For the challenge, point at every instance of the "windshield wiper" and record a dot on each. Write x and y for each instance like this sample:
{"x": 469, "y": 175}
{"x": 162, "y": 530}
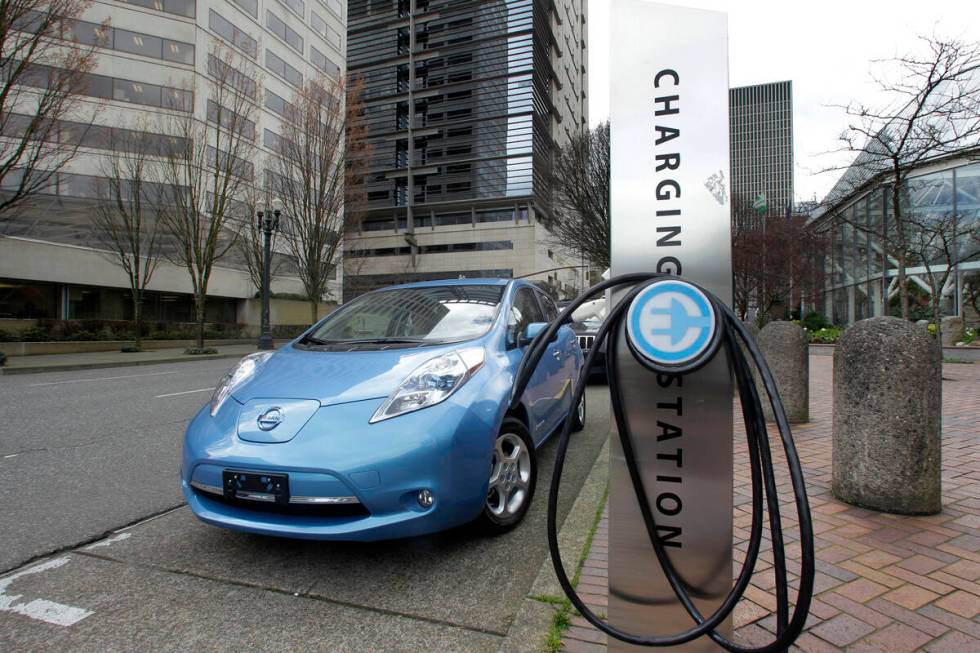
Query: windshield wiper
{"x": 310, "y": 340}
{"x": 387, "y": 341}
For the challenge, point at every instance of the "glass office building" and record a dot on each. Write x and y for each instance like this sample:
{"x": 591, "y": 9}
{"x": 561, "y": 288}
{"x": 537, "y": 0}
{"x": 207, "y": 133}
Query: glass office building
{"x": 862, "y": 275}
{"x": 761, "y": 135}
{"x": 464, "y": 103}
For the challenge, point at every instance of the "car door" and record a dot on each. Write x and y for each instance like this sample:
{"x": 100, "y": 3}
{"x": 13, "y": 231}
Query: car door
{"x": 525, "y": 310}
{"x": 562, "y": 374}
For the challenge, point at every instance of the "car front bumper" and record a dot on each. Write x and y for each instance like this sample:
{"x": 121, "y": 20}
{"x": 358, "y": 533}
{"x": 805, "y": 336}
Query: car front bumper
{"x": 358, "y": 481}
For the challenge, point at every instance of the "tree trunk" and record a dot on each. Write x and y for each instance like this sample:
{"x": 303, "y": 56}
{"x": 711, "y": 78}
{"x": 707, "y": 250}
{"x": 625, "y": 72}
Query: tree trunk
{"x": 199, "y": 305}
{"x": 903, "y": 289}
{"x": 138, "y": 320}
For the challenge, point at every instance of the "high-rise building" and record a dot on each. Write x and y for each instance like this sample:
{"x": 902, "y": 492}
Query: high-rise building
{"x": 465, "y": 102}
{"x": 761, "y": 120}
{"x": 155, "y": 58}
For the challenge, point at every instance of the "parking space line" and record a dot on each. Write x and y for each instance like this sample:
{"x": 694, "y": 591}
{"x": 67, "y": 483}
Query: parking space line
{"x": 40, "y": 609}
{"x": 100, "y": 378}
{"x": 185, "y": 392}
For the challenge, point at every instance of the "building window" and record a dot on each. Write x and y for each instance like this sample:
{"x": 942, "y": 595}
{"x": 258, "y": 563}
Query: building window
{"x": 110, "y": 88}
{"x": 283, "y": 31}
{"x": 324, "y": 30}
{"x": 251, "y": 7}
{"x": 225, "y": 29}
{"x": 297, "y": 6}
{"x": 221, "y": 71}
{"x": 322, "y": 62}
{"x": 283, "y": 69}
{"x": 335, "y": 6}
{"x": 279, "y": 106}
{"x": 121, "y": 40}
{"x": 184, "y": 8}
{"x": 144, "y": 44}
{"x": 229, "y": 119}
□ □ □ □ □ □ □
• **WHAT YOU NEED TO DO**:
Print all of the entries word for word. Skip any images they contain.

• **EXERCISE RESULT**:
For the challenge, point at every instance of the "windshield wiper" and record a dot on each. Write x and y for each instance like this sample:
{"x": 469, "y": 175}
{"x": 162, "y": 530}
Query: windshield wiper
{"x": 310, "y": 340}
{"x": 387, "y": 341}
For the challenge, point at every instance of the "glass office building" and record a dot on each. Write x and y for each instance like this sample:
{"x": 591, "y": 9}
{"x": 561, "y": 288}
{"x": 537, "y": 0}
{"x": 207, "y": 133}
Query: glass office building
{"x": 862, "y": 275}
{"x": 761, "y": 135}
{"x": 464, "y": 103}
For the challenge, point at every instance of the "car door" and record a dot on each. Write x and y for each instance like this sample:
{"x": 100, "y": 3}
{"x": 13, "y": 231}
Query: car door
{"x": 525, "y": 310}
{"x": 562, "y": 374}
For the challenge, point at every instance of the "car front bumper" and record a dot on each. Write x and y for each instance like this sample:
{"x": 121, "y": 20}
{"x": 358, "y": 533}
{"x": 805, "y": 336}
Query: car front bumper
{"x": 358, "y": 481}
For the challenge, point at every instance of the "tree trunk" and record a dot on each. Write x and y for each instance like this sample:
{"x": 303, "y": 56}
{"x": 711, "y": 78}
{"x": 707, "y": 250}
{"x": 625, "y": 72}
Query: tree trunk
{"x": 199, "y": 305}
{"x": 903, "y": 289}
{"x": 138, "y": 320}
For the challenge, point at every instance of the "high-rise building" and record a dot on each. Write x and y for each instance like this sample:
{"x": 902, "y": 492}
Query: high-rise building
{"x": 465, "y": 102}
{"x": 761, "y": 120}
{"x": 155, "y": 58}
For the challenge, point at every instance of the "parking space line" and record a dot on each. Write x and y for each instance like this sample:
{"x": 694, "y": 591}
{"x": 67, "y": 483}
Query: parking space line
{"x": 40, "y": 609}
{"x": 100, "y": 378}
{"x": 185, "y": 392}
For the challenge, point at every instance of the "building window" and record a dot on each. Write x and y for each instance like this sample:
{"x": 942, "y": 595}
{"x": 258, "y": 563}
Query: building window
{"x": 110, "y": 88}
{"x": 283, "y": 31}
{"x": 324, "y": 30}
{"x": 251, "y": 7}
{"x": 225, "y": 29}
{"x": 297, "y": 6}
{"x": 221, "y": 71}
{"x": 322, "y": 62}
{"x": 283, "y": 69}
{"x": 335, "y": 6}
{"x": 279, "y": 106}
{"x": 121, "y": 40}
{"x": 184, "y": 8}
{"x": 144, "y": 44}
{"x": 229, "y": 119}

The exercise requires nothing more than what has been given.